> **Page extract**
---

Introduction

Many genes that increase the risk for breast cancer have been identified, including BRCA1,1 BRCA2,2 CHEK2,3 ATM,4 TP535 and PTEN.6 The genes most commonly associated with hereditary breast cancer are BRCA1 and BRCA2. Therefore, many risk assessment models have been developed to predict the probability of carrying a BRCA1 or BRCA2 mutation. These models include empirical models (Myriad prevalence tables and Manchester scoring system),7, 8 genetic models (BRCAPRO and BOADICEA)9, 10 and logistic regression model (LAMBDA).11 However, the performance of these models varies in different ethnic groups. For instance, the widely used BRCAPRO and Myriad II models underestimate the proportion of BRCA1/2 mutation carriers in Asians.12 We have shown that these models significantly underestimate the number of mutation carriers in Korean breast cancer patients; indeed, their performance is worse in Korean populations than in other ethnicities.13, 14 Therefore, a new risk assessment model based on data from Korean patients is needed.

---

> **Exercise data**

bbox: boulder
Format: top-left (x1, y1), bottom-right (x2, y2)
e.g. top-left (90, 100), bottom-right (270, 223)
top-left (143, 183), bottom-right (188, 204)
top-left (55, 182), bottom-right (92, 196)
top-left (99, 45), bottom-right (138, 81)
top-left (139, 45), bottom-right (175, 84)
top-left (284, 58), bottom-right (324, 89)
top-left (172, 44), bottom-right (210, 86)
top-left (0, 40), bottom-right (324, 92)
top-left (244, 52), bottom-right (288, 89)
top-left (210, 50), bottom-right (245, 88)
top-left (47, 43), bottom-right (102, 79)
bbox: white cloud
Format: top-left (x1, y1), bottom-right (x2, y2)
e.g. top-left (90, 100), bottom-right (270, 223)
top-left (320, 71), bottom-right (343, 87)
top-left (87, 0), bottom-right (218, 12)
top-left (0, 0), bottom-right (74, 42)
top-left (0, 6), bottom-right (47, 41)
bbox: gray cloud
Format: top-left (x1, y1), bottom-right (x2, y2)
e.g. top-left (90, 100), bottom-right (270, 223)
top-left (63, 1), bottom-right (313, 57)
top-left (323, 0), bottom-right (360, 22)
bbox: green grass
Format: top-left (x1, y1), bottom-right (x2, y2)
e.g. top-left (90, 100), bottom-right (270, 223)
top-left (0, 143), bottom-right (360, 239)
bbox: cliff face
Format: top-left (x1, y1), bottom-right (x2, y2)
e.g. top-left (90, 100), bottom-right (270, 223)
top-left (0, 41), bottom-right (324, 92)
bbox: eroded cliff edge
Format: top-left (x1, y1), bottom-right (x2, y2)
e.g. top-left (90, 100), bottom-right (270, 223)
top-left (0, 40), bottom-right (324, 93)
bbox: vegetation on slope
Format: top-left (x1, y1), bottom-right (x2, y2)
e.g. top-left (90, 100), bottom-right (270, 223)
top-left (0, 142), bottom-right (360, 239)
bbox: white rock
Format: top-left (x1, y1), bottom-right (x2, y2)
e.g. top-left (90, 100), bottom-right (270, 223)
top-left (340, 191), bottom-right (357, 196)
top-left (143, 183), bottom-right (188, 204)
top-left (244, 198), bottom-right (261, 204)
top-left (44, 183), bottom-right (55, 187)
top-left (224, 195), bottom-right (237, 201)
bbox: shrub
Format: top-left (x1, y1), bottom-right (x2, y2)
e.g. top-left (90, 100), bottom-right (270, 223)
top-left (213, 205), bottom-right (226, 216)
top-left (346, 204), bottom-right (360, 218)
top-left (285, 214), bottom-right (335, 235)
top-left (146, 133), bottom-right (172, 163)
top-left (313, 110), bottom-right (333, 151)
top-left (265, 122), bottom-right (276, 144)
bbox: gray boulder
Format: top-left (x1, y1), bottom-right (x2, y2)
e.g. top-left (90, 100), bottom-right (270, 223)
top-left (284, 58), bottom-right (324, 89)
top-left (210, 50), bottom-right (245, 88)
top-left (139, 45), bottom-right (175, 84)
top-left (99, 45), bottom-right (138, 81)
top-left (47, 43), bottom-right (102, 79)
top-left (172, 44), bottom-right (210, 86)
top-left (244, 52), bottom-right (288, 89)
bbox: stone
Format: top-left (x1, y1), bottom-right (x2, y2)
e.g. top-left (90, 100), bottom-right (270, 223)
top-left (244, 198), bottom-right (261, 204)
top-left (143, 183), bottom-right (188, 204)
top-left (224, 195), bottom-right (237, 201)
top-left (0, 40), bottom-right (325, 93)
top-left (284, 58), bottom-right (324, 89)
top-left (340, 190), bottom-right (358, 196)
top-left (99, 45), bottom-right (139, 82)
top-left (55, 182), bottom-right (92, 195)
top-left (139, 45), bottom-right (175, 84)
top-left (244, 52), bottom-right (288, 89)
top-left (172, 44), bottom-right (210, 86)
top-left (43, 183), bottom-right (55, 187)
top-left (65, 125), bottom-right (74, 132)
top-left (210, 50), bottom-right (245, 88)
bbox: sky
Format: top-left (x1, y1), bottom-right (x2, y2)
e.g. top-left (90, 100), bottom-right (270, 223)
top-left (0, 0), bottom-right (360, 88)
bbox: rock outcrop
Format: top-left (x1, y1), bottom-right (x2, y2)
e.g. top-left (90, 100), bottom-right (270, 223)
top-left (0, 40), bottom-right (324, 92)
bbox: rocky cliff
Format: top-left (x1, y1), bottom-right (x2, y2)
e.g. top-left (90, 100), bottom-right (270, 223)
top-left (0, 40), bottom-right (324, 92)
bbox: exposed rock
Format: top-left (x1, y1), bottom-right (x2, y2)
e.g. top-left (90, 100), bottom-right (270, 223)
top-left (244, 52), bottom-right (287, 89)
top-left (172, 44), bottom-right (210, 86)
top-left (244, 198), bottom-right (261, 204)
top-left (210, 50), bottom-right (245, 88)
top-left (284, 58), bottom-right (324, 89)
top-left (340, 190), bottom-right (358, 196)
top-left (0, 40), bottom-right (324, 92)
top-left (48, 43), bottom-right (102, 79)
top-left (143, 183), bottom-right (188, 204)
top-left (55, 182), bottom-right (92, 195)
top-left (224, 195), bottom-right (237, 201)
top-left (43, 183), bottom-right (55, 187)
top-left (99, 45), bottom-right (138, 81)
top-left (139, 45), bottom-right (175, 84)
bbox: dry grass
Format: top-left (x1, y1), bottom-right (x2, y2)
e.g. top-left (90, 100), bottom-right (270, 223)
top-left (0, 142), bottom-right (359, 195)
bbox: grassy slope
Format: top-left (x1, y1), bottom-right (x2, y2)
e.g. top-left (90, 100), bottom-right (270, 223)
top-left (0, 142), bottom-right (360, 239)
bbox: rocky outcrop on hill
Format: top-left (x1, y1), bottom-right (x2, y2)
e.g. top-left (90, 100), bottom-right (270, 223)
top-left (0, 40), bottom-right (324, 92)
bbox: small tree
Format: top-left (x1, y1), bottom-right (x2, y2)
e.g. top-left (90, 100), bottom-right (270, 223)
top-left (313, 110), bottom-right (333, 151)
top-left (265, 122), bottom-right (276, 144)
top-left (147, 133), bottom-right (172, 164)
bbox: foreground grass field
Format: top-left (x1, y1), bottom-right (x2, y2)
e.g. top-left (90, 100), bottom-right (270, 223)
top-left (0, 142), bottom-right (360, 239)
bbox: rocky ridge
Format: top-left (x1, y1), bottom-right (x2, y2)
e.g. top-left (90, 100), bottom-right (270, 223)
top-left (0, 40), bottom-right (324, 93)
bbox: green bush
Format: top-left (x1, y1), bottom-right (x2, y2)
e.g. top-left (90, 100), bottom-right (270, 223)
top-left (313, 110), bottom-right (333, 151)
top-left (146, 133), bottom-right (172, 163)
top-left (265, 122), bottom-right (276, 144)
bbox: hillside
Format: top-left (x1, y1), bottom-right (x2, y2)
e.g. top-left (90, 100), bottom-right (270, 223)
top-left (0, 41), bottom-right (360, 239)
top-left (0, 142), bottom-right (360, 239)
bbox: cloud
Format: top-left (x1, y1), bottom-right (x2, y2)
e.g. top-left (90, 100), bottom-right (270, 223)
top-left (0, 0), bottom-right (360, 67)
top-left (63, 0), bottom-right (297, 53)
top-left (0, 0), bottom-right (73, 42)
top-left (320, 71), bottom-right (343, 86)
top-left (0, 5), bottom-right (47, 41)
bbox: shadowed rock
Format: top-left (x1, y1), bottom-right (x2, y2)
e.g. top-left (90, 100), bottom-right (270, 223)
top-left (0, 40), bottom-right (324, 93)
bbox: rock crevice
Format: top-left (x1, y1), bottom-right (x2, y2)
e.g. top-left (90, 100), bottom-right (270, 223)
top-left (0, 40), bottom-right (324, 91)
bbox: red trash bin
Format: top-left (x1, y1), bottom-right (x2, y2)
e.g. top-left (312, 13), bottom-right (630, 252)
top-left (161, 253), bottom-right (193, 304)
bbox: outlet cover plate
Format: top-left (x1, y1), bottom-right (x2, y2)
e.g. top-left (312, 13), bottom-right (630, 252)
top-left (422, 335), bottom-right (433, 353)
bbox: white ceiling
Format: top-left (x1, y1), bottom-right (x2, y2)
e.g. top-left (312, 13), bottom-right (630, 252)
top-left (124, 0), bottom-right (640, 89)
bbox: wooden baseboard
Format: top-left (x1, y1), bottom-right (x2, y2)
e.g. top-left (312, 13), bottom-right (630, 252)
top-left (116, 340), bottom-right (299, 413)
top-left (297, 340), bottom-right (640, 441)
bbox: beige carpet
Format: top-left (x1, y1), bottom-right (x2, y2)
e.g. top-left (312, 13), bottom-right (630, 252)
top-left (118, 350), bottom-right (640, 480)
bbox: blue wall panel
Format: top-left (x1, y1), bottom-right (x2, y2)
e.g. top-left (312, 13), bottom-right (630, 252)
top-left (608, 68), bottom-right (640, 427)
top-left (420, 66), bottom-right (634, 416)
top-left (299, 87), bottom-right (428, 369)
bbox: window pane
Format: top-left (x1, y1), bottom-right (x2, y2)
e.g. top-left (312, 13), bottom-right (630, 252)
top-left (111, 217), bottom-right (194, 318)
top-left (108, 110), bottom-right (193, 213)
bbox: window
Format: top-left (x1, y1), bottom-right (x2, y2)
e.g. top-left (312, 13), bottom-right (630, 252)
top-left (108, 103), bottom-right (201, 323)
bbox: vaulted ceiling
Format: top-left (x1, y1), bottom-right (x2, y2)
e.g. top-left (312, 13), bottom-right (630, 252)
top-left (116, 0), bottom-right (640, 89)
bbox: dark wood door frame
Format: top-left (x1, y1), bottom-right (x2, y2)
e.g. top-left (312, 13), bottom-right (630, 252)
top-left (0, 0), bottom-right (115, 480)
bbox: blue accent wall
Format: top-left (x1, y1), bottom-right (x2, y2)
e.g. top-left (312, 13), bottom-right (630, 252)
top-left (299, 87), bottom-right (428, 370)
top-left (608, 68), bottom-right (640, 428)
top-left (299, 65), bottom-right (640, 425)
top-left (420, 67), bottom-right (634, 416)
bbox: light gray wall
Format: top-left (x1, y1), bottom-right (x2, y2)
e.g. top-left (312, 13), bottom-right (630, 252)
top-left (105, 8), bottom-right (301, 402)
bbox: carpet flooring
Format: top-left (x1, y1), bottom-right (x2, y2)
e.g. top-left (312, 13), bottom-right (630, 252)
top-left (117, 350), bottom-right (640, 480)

---

> **Task list**
#1 Decide whether each statement agrees with the introduction on breast cancer risk models. Answer yes or no for each, and quote the words of that introduction that decide it.
(a) BRCA1 and BRCA2 are the genes most commonly associated with hereditary breast cancer.
(b) LAMBDA is classed among the genetic models.
(c) BRCAPRO and Myriad II overestimate the proportion of BRCA1/2 mutation carriers in Asians.
#2 Write the next part of the introduction on breast cancer risk models, continuing after its last sentence.

> **Task-by-task answers**
#1
(a) Yes: "The genes most commonly associated with hereditary breast cancer are BRCA1 and BRCA2."
(b) No: "logistic regression model (LAMBDA)"
(c) No: "the widely used BRCAPRO and Myriad II models underestimate the proportion of BRCA1/2 mutation carriers in Asians"

#2
In 2007, a large prospective nationwide database based on the Korean Hereditary Breast Cancer (KOHBRA) study was established to determine the prevalence of BRCA1/2 mutations among breast cancer patients at risk for hereditary breast and ovarian cancer (HBOC).15 According the KOHBRA study, the overall prevalence of BRCA mutations among patients with breast cancer and with a family history of breast or ovarian cancer was 21.7% (BRCA1 9.3% and BRCA2 12.4%), and deleterious mutations were more frequently observed in patients with stronger family histories (higher number of relatives with breast or ovarian cancer).16 Among the patients without a family history of breast or ovarian cancer, the mutation prevalence was 10.0% for patients with early onset (<35 years), 17.7% for patients with bilateral breast cancer, 5.9% for male breast cancer patients and 50.0% for patients with breast and ovarian cancer.17 The mutation prevalence in most high-risk subgroups of Korean breast cancer patients was much higher than the 10% carrier probability threshold that is commonly used for selecting families for BRCA genetic testing. However, the prediction strength of each risk factor for BRCA mutations is less definitive in Korea. The KOHBRA study is ongoing to establish a BRCA carrier cohort and provide accurate data on the prevalence and penetrance of the BRCA1/2 mutations. The large volumes of data from the KOHBRA study have made it possible to develop a BRCA risk prediction model for the Korean population. Our goal was to identify the pathogenic factors associated with BRCA mutations and to develop a Korean BRCA-based mutation risk calculator using a logistic regression model. The performance of the new model was evaluated against the KOHBRA data using a split sample validation method.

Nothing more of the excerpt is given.